**READING TEXT:**

=-=-=-=-=

135K views 99 replies 35 participants last post by  LClarke  
#1 · (Edited by Moderator)
This is a write up aimed for the home mechanic who wants to change their own spark plugs for the first time. Toyota has copper plugs in our 4.0 litre engines, so they do not last like the iridium's in my Highlander. This is not a hard job, but the biggest risk is cross-threading a spark plug; which we will cover. I did this a while back, but thought I'd share it in case it would help others.
( EDIT: LOL I just re-read that. when I say I did this awhile back - I meant I did this work & took pics a couple years ago, not cross-threaded a plug!)

Consumables:
Picked up 6 x Denso K20HR-U11 (OEM Part # 90919-01235) supposedly they come pre-gapped to the range of .040 - .043 I think - you may want to check that with a gap tool. Mine were ok.
Copper anti-seize compound (Permtex is one brand easy to find)
Dielectric grease (same brand, as above)
SIX (no more) beer. I like highly hopped American Ales like Sammy Adams. But it's your call

Tool required:
10 mm socket
12 mm socket to get some brackets in the way off
small flat-head screwdriver to get electrical plug off coilpack
3/8 inch ratchet
several different lengths of 3/8" extensions (I had 12" in total)

=-=-=-=-=

**RECORDS PROVIDED:**
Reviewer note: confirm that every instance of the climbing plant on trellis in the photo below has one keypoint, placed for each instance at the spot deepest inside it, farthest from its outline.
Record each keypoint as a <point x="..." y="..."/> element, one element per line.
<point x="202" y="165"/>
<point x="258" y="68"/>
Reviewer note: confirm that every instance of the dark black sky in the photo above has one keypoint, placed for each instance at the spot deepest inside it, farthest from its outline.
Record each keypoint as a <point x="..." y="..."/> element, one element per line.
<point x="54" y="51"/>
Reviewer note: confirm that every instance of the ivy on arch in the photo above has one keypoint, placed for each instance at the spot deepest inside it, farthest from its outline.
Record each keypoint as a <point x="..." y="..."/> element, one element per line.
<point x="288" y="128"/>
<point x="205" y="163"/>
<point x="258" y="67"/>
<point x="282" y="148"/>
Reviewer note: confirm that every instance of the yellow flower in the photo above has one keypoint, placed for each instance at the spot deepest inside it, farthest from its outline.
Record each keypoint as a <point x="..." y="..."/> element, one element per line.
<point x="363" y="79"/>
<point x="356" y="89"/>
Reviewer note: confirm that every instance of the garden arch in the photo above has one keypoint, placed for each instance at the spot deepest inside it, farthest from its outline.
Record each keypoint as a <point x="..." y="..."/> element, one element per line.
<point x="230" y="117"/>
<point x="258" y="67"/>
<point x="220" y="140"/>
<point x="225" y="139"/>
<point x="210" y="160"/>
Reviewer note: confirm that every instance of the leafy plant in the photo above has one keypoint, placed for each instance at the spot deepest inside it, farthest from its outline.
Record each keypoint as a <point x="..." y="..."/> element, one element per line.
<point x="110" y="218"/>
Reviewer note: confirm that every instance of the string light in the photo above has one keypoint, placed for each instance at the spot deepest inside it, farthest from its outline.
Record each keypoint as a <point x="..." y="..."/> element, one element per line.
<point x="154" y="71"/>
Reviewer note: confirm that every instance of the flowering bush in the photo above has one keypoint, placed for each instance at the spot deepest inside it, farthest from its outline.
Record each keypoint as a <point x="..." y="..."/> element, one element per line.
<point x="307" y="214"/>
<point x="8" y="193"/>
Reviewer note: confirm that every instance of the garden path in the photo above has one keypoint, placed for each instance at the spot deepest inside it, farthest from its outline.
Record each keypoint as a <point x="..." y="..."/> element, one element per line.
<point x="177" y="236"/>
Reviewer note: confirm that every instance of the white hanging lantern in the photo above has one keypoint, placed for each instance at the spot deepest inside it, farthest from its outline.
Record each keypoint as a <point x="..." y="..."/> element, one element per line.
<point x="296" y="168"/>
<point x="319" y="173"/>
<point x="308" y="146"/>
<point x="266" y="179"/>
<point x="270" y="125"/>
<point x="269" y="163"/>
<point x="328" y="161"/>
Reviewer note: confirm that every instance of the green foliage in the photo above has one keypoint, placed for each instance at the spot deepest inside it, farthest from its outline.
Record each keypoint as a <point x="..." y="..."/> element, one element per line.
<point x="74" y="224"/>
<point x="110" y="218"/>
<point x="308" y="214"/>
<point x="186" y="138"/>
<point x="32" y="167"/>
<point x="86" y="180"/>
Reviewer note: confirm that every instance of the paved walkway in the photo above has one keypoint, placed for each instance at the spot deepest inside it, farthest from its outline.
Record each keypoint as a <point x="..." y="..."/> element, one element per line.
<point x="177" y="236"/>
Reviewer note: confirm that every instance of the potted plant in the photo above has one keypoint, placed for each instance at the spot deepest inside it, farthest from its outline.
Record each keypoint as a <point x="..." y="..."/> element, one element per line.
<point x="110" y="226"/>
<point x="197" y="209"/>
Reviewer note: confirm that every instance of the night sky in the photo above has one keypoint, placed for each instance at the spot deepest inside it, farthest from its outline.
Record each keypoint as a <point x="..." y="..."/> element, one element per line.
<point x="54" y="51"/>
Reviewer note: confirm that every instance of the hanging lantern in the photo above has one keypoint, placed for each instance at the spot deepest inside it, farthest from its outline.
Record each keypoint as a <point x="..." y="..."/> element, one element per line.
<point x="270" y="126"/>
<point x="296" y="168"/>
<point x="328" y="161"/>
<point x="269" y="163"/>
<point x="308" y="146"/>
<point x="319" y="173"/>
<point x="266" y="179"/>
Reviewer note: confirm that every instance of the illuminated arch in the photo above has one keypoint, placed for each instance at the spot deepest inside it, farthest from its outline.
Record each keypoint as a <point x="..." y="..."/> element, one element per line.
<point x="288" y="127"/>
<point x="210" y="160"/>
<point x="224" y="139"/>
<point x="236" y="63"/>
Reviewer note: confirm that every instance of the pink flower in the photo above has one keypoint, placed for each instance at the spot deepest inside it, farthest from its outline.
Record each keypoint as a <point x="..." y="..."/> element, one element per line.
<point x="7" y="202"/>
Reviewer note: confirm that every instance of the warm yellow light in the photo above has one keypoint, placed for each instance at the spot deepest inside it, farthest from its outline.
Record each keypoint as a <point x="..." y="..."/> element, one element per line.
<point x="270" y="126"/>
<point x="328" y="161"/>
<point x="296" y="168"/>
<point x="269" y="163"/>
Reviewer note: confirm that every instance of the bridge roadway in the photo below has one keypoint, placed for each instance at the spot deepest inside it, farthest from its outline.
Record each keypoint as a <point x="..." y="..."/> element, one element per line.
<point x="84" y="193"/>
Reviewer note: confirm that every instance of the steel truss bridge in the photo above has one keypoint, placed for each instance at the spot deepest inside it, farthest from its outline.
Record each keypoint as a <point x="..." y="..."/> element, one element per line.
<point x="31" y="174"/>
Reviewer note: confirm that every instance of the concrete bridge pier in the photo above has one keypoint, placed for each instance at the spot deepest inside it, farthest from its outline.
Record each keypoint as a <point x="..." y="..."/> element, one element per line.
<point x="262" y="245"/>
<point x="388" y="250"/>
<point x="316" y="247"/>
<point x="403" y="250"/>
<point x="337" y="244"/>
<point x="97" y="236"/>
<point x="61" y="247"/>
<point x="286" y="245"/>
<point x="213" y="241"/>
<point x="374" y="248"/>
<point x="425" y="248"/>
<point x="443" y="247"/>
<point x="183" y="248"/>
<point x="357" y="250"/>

=-=-=-=-=

**TASKS TO PERFORM:**
a) Copy the spark plug write-up word for word from "This is a write" to "cross-threaded a plug!)".
b) Find each line of the rows that contains the string "bridge", matching case exactly.

**SET OF ANSWERS:**
a)
This is a write up aimed for the home mechanic who wants to change their own spark plugs for the first time. Toyota has copper plugs in our 4.0 litre engines, so they do not last like the iridium's in my Highlander. This is not a hard job, but the biggest risk is cross-threading a spark plug; which we will cover. I did this a while back, but thought I'd share it in case it would help others.
( EDIT: LOL I just re-read that. when I say I did this awhile back - I meant I did this work & took pics a couple years ago, not cross-threaded a plug!)

b)
Reviewer note: confirm that every instance of the bridge roadway in the photo below has one keypoint, placed for each instance at the spot deepest inside it, farthest from its outline.
Reviewer note: confirm that every instance of the steel truss bridge in the photo above has one keypoint, placed for each instance at the spot deepest inside it, farthest from its outline.
Reviewer note: confirm that every instance of the concrete bridge pier in the photo above has one keypoint, placed for each instance at the spot deepest inside it, farthest from its outline.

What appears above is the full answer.